● **Task**:
Reproduce the items word for word, from the line containing "of the man." through the end of the items.

● **Dataset rows**:
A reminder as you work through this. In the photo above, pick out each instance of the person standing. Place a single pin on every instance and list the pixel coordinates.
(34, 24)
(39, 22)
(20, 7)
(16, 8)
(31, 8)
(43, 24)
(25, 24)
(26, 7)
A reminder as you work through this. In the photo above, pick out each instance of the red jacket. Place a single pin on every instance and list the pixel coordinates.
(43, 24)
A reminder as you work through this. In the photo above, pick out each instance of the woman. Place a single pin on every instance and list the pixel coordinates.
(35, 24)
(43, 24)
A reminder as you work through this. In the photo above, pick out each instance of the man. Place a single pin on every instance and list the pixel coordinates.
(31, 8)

● **Written solution**:
A reminder as you work through this. In the photo above, pick out each instance of the man. Place a single pin on every instance and list the pixel coordinates.
(31, 8)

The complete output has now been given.